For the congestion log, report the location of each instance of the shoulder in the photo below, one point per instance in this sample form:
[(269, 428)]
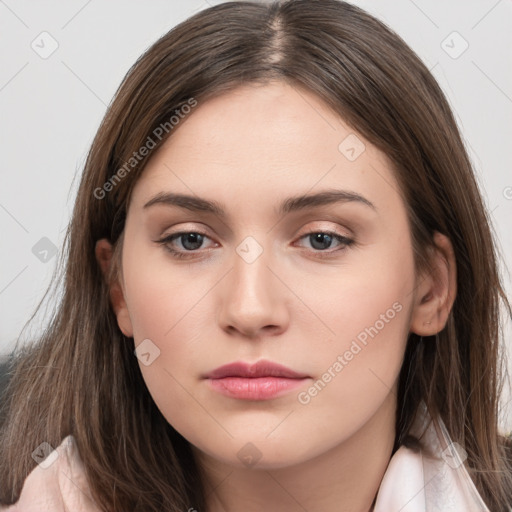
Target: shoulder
[(58, 483)]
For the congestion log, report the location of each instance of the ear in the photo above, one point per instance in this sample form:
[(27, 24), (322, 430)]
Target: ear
[(436, 290), (104, 254)]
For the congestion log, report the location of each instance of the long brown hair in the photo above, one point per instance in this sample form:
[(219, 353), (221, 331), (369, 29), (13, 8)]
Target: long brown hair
[(82, 377)]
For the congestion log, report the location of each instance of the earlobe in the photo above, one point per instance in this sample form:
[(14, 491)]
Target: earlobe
[(104, 253), (435, 294)]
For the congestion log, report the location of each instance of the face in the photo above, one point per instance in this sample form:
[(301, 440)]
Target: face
[(321, 287)]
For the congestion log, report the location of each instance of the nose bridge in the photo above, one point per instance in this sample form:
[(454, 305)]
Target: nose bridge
[(251, 298)]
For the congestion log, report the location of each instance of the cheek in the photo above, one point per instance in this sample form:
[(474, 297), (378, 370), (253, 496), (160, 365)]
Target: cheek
[(369, 311)]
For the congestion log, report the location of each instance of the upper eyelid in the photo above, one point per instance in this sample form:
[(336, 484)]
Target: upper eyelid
[(299, 236)]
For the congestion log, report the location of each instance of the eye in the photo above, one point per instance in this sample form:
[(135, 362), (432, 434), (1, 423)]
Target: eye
[(322, 240), (191, 241)]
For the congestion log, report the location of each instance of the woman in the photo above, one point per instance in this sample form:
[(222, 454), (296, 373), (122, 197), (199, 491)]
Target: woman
[(209, 351)]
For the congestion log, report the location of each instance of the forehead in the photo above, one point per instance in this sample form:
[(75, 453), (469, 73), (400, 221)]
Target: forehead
[(260, 143)]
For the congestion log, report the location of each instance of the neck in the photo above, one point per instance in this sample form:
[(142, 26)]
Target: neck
[(346, 477)]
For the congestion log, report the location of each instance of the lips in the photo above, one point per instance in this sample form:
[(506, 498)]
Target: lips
[(260, 369), (261, 381)]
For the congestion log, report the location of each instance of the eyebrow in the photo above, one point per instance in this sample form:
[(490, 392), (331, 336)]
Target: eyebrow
[(291, 204)]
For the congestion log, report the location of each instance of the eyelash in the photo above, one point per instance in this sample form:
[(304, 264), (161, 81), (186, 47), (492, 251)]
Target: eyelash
[(347, 242)]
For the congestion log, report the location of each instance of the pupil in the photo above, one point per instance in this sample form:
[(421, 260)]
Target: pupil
[(319, 238), (195, 238)]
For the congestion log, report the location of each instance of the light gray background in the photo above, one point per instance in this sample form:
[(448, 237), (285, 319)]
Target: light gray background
[(51, 108)]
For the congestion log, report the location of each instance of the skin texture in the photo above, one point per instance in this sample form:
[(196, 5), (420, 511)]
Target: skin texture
[(249, 150)]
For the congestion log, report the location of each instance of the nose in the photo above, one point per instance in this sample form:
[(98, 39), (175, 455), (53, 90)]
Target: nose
[(253, 300)]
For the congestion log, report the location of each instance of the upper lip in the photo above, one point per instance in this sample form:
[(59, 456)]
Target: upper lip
[(260, 369)]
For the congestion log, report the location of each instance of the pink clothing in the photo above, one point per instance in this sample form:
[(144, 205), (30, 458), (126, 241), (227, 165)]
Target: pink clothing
[(412, 482)]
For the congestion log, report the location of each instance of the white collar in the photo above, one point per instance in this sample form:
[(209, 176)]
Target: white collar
[(416, 482)]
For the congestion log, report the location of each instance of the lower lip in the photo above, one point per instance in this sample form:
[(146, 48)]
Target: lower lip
[(255, 388)]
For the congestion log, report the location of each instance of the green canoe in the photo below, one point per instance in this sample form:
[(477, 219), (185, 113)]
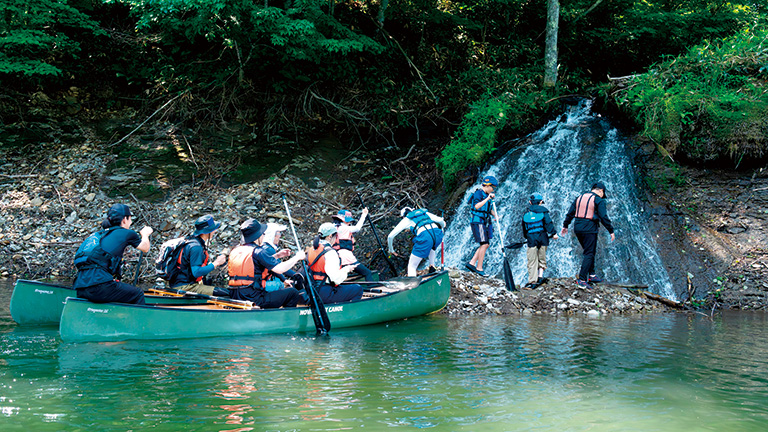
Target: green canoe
[(83, 321), (40, 303)]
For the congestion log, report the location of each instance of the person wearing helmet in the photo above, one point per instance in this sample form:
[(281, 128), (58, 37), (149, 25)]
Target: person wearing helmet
[(428, 235), (99, 259), (327, 271), (588, 211), (537, 229), (481, 210), (345, 243)]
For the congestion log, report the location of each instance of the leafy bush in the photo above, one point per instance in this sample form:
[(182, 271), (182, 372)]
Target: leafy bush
[(36, 36), (709, 104)]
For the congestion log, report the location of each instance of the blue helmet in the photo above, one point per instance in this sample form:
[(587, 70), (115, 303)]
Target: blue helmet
[(490, 181)]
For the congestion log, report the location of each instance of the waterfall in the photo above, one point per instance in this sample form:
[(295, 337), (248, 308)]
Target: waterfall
[(565, 158)]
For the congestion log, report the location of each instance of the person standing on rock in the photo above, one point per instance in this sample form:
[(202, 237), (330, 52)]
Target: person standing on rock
[(326, 268), (428, 236), (99, 259), (481, 210), (537, 229), (193, 262), (346, 241), (252, 269), (589, 211)]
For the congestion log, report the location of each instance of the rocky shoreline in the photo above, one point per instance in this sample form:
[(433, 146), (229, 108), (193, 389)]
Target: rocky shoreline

◆ ◆ ◆ ◆

REQUIRED ACTION -
Repeat every record precisely. Any picture among them stays out of the copy.

FINISHED TASK -
For the congestion log, report the location of each instance of the shoulder in the photo below, one point per instance in this sample form:
[(269, 428)]
Target: shoulder
[(58, 483)]
For the congestion log, report the location of each instance of the ear in the photo above, one point per instance in this sample form:
[(27, 24), (322, 430)]
Target: ear
[(436, 290), (104, 254)]
For the congestion log, report the location of each instance of the long brown hair in the photo above, one point per instance in this sample form:
[(219, 353), (221, 331), (369, 29), (13, 8)]
Target: long brown hair
[(82, 377)]
For the congestion log, report the location of each instance of the earlobe in the photo above, one point per instance in this sample form:
[(14, 491)]
Target: earlobe
[(104, 253), (435, 294)]
For the congestion log, report the location of each instance of the face in the photo above, one point per instance in this sample form:
[(301, 440)]
Target: face
[(321, 287)]
For the congestion log, report the location of each instance of the nose bridge in the photo above, one point per instance in this sample form:
[(454, 305)]
Target: nose bridge
[(251, 298)]
For the congestion log, report the location of each instance of the cheek in the photo above, one point per instance in this sample form:
[(474, 297), (378, 370), (253, 496), (160, 365)]
Target: cheek
[(369, 311)]
For the congestion log, report the location of each instance of the upper eyelid in the photo above, one point per instance in this sample form:
[(336, 484)]
Target: upper eyelid
[(299, 236)]
For the congestion log, report the location of each instance of the eye in the photo above, one point per instance in this sample form:
[(135, 362), (432, 434), (1, 423)]
Target: eye
[(322, 240), (191, 241)]
For the congestion log, report the location of each instance of the woman in the photo above, one point per instance in this sample form:
[(222, 454), (296, 373), (122, 197), (199, 491)]
Target: woman
[(209, 351)]
For the congestion log, report the location of each instance of the forehead in the photo above, one point per instance in this sample form:
[(75, 453), (469, 73), (400, 221)]
Target: forehead
[(260, 143)]
For the congestion log, report the location of each instance of the neck in the photo above, one point per instance in this sample form:
[(142, 26)]
Target: neck
[(346, 477)]
For the congestion log, report the location of each instance of the lips in the photo above, one point per instance in this sample form:
[(506, 498)]
Target: lips
[(260, 369), (261, 381)]
For the congestion log, report the location of each instance of the eyebrow in the photo above, one point per instance in this sample form:
[(490, 392), (331, 336)]
Target: eyebrow
[(291, 204)]
For the congestion log, report the location of each instance of the eyelash in the photo above, one point per instance in this sample form:
[(304, 264), (161, 81), (186, 47), (492, 251)]
Target: eyelash
[(347, 242)]
For the congestion log, report the location of each instance of the pupil in the photo above, one point per instance in this sample form:
[(421, 260)]
Target: pupil
[(319, 238), (195, 238)]
For the congestion log, report the location of each instance of the light gray background in the photo above, one point per instance in this sample form:
[(448, 237), (285, 319)]
Target: light gray background
[(51, 108)]
For the congestion log, report the location of each instance of the skin texture in the photo above, one point per instance in this sample form:
[(196, 5), (420, 511)]
Target: skin texture
[(249, 150)]
For the congestion log, report the location of each instance of the nose in the photo above, one point per instance in this sample form:
[(98, 39), (175, 455), (53, 90)]
Target: nose
[(253, 300)]
For the congestion log, report the location of each instance of the upper lip in the photo above, one point per instance in this sample form:
[(59, 456)]
Target: upper lip
[(260, 369)]
For the congestion log, report the location of each instance of the pink clothing in the photo above, one point per instance in this sample form:
[(144, 205), (30, 458), (126, 241), (227, 165)]
Target: pink clothing
[(412, 482)]
For the congestion log, report the location of each instance of the white collar in the photo above, one point per instance in this sample form:
[(209, 176)]
Target: white collar
[(416, 482)]
For the congestion log, report the location of each instance of the lower lip in the photo above, one point per instance in this sample form:
[(146, 48)]
Target: lower lip
[(255, 388)]
For the congestion log, report the location of each instance of the green canoe in the photo below, one point per instance in this sample form:
[(477, 219), (185, 113)]
Target: green canoe
[(83, 321), (40, 303)]
For the congestion log, report the location of each instance of the person wearing helmet in the photo above, one point per instance in this sample form:
[(281, 128), (58, 37), (149, 25)]
Target: person wearing helmet
[(428, 235), (99, 259), (327, 271), (588, 211), (537, 229), (481, 210), (345, 243)]
For the congestion log, report the location of each instance of the leafy bush in the photo above, one point per instance in this sample form:
[(182, 271), (182, 372)]
Target: leafy bush
[(36, 36), (709, 104)]
For the congestion log, report the location of each instance of the blue helmet in the photo above, one point per instance in this sample form:
[(587, 70), (115, 303)]
Target: blue helmet
[(490, 181)]
For the congestion log, report the location of each instance of the waterfall in the photo above, one point per instance in this sample form:
[(295, 337), (248, 308)]
Target: waterfall
[(565, 158)]
For the congestion log, report the location of each instance of the person standing on rock in the photo above, one point per instance in this sample form:
[(202, 237), (330, 52)]
Target: person standing on rock
[(326, 268), (428, 236), (99, 259), (481, 210), (537, 229), (193, 262), (346, 241), (252, 269), (589, 211)]
For the congestion log, report the location of each instance of the rocky shoreline in the photo above, one point per instance in this sample form:
[(433, 146), (229, 108), (193, 389)]
Target: rocky shoreline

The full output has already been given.